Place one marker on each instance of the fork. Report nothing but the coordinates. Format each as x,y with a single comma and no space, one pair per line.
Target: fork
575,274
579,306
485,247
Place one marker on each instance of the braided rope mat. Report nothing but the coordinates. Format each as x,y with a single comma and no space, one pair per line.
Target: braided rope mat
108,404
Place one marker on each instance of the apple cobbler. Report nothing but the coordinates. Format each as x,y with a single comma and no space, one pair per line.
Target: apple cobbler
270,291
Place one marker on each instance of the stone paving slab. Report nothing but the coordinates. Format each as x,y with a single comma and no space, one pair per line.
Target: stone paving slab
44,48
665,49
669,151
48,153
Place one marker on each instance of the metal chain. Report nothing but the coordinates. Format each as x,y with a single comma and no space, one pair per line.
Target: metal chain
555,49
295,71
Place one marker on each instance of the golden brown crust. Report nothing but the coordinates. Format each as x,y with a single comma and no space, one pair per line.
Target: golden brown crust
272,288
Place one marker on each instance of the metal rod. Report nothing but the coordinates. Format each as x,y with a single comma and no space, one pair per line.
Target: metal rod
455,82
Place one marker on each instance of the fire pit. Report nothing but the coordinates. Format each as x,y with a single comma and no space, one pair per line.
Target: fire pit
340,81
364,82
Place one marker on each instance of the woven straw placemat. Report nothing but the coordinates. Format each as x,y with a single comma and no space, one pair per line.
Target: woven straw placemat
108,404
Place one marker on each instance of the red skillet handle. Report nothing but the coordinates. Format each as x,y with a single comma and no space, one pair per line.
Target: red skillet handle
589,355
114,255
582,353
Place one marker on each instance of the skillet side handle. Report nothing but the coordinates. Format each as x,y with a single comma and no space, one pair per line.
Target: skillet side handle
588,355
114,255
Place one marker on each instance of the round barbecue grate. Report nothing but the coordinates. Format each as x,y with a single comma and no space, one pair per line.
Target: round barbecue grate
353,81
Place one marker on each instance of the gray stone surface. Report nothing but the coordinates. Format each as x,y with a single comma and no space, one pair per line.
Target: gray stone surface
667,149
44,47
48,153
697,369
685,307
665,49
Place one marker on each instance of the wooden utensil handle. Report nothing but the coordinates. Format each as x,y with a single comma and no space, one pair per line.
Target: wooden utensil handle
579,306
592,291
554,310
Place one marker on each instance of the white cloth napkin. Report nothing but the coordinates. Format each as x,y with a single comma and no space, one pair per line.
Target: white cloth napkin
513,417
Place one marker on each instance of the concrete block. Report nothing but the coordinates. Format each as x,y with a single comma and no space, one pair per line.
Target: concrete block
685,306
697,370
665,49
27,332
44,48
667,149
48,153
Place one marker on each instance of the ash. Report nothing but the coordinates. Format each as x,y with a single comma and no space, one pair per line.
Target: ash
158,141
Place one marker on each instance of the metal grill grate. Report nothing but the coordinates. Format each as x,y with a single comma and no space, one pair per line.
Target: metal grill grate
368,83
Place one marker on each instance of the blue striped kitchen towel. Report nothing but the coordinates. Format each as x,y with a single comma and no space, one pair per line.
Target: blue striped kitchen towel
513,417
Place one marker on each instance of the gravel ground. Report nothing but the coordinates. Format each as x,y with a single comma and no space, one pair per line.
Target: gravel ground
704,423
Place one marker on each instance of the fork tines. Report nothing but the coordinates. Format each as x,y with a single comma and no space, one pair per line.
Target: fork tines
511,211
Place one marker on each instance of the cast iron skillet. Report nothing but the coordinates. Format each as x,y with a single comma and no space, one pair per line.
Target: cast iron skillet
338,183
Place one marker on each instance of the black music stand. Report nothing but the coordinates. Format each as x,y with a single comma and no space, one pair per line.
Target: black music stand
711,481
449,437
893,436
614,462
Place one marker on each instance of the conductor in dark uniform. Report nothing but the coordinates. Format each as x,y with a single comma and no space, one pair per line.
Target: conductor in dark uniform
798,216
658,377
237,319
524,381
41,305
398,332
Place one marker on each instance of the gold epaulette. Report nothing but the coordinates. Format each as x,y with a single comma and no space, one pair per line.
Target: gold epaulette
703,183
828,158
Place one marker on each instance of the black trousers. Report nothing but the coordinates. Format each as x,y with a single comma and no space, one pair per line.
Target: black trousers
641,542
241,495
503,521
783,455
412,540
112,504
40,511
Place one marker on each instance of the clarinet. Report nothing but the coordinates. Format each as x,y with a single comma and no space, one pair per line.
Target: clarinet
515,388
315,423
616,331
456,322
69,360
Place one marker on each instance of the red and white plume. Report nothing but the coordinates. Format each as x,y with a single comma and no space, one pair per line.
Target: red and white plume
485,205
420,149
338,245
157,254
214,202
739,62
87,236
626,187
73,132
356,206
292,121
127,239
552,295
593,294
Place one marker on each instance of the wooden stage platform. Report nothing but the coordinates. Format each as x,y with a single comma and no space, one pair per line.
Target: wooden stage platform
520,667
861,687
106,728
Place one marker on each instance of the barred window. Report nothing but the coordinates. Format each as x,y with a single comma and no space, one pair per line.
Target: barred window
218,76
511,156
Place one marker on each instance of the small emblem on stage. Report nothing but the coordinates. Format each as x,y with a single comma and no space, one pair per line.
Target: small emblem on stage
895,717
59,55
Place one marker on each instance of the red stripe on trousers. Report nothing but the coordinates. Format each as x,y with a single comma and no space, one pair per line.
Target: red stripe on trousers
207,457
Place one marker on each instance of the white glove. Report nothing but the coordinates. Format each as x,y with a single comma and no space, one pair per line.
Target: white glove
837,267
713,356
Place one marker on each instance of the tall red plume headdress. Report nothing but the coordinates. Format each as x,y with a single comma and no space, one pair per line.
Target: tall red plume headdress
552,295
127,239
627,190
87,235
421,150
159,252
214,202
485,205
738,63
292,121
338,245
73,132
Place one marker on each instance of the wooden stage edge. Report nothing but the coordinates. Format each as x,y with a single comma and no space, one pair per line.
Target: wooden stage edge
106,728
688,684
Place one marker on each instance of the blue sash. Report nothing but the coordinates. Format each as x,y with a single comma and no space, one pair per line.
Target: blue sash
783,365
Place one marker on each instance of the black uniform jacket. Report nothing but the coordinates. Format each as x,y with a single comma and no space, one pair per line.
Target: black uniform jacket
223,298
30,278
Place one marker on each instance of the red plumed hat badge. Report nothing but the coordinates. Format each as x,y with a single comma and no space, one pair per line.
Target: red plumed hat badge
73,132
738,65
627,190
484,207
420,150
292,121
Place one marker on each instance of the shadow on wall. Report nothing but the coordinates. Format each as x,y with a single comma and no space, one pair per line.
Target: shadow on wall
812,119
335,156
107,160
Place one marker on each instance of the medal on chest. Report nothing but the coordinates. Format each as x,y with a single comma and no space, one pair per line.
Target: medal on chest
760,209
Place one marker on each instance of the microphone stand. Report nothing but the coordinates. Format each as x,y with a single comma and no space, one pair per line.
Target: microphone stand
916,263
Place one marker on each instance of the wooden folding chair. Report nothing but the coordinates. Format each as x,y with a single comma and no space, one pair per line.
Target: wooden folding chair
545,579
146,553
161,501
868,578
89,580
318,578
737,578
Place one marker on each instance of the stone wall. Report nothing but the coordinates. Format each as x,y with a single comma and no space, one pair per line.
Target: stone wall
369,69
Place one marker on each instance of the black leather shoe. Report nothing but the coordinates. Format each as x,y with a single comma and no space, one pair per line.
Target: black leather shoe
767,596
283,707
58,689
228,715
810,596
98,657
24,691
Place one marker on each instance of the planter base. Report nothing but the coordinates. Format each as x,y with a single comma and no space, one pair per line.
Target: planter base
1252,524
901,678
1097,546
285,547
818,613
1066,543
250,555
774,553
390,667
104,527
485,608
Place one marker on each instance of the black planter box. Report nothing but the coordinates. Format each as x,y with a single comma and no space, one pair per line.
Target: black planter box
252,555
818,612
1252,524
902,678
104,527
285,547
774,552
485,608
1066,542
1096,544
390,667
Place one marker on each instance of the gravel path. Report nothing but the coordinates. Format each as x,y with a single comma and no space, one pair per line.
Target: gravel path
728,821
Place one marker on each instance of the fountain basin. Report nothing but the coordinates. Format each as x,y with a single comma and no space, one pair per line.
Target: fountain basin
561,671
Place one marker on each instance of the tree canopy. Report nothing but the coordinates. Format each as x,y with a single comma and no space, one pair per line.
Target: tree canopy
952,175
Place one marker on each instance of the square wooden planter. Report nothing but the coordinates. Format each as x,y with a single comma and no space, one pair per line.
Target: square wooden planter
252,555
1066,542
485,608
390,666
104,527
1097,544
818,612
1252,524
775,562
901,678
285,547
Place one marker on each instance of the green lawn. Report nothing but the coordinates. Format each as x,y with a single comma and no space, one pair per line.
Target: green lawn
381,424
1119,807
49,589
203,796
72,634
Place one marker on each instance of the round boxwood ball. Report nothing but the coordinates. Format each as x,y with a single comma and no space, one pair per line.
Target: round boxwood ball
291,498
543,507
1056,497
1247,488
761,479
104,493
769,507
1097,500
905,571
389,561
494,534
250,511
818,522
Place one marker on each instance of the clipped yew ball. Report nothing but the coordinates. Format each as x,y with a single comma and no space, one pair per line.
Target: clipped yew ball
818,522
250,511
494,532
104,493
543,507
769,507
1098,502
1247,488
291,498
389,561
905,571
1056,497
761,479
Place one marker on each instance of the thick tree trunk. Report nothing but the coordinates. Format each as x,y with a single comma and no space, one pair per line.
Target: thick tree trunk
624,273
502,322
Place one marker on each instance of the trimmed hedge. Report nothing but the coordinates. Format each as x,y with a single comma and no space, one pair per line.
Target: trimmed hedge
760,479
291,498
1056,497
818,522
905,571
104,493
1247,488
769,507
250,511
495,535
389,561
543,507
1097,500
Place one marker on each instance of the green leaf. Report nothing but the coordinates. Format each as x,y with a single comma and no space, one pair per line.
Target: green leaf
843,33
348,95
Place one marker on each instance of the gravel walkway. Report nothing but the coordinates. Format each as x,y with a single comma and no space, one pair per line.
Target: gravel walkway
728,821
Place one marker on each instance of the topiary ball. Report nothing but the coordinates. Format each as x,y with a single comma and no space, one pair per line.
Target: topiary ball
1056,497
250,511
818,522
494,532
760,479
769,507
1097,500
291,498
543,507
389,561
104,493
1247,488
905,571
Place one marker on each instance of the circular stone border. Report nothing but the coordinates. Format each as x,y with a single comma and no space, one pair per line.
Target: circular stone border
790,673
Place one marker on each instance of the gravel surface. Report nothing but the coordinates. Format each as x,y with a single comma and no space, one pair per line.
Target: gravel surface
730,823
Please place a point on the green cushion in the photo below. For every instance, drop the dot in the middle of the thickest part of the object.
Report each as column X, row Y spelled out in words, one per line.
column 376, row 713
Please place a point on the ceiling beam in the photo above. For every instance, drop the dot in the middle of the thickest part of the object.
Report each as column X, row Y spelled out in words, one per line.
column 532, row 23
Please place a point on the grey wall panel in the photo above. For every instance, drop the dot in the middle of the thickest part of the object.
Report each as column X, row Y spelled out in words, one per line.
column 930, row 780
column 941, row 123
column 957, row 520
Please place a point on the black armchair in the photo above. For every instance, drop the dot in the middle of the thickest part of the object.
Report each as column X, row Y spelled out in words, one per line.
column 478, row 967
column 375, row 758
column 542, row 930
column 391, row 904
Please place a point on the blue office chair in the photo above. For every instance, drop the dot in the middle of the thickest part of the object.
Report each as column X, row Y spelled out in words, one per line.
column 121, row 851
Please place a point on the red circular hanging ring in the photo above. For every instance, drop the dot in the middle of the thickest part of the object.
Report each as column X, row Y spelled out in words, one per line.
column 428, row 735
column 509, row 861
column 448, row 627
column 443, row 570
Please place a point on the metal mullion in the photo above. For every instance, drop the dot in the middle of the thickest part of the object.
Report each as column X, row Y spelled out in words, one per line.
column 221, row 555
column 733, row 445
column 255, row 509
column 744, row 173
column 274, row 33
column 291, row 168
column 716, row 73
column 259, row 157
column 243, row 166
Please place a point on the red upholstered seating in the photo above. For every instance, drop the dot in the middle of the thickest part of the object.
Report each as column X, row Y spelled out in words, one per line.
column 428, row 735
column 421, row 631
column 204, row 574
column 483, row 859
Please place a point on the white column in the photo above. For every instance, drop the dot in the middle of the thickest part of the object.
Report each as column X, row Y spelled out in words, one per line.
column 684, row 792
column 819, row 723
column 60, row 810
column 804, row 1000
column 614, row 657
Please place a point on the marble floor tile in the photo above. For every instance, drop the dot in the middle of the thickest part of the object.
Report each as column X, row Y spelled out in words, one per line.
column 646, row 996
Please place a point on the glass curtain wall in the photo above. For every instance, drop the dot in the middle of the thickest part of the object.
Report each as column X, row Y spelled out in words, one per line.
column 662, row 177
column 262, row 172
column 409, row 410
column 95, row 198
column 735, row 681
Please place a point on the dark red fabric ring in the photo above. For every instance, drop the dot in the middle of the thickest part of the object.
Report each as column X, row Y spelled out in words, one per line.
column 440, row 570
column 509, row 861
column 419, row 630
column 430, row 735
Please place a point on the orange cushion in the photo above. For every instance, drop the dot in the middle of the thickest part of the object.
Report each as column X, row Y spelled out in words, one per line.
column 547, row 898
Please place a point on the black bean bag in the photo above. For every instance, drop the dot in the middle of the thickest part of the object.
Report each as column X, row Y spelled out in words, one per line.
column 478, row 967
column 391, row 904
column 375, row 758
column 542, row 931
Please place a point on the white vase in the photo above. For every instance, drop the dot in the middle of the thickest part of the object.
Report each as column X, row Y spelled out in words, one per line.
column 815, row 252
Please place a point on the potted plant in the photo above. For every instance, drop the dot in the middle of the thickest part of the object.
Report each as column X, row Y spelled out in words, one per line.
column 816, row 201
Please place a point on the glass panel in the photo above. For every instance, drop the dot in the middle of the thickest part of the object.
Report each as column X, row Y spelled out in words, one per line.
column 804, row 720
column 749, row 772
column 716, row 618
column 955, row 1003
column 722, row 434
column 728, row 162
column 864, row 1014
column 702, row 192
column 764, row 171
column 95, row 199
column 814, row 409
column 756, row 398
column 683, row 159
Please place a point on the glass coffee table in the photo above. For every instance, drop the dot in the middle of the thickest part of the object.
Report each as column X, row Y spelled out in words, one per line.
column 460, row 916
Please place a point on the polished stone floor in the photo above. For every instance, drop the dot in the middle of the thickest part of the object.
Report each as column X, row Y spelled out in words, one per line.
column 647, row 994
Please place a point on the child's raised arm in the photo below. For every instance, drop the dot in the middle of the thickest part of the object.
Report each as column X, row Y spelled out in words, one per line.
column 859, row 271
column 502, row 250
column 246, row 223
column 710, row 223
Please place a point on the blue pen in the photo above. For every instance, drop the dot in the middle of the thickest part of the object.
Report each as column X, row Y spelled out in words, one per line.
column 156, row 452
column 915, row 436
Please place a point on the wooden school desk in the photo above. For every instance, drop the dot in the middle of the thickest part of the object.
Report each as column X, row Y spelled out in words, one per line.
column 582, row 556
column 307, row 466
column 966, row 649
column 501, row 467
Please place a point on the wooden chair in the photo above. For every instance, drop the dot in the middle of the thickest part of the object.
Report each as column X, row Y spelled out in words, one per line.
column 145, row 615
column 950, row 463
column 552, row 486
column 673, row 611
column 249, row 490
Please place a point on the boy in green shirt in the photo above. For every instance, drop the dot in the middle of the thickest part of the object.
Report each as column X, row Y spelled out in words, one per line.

....................

STATED GOAL |
Copy out the records word for word, starting at the line containing "Please place a point on the blue pen" and ending with the last line of the records.

SOLUTION TO THE EXERCISE |
Please place a point on the blue pen in the photo above. For every instance, drop the dot in the middle of the thickest part of the object.
Report each as column X, row Y spelled out in words, one per line.
column 156, row 452
column 915, row 436
Please place a point on the wooden school desk in the photo above. For every instance, drop the dot in the middle of the thickest part of the object.
Report each as column X, row Y spelled out in words, one per line.
column 582, row 556
column 307, row 466
column 966, row 649
column 501, row 467
Please place a point on the wooden chair in the photo above. For every instance, drop the dot in the middle of the thickest part of the object.
Report each as column X, row Y spelled out in words, one per line.
column 145, row 615
column 950, row 463
column 552, row 486
column 673, row 611
column 249, row 490
Please place a point on the boy in green shirt in the photo above. For every instance, drop the dot in the middle of the thickest part of the object.
Report each as column X, row Y spelled out in words, one per line.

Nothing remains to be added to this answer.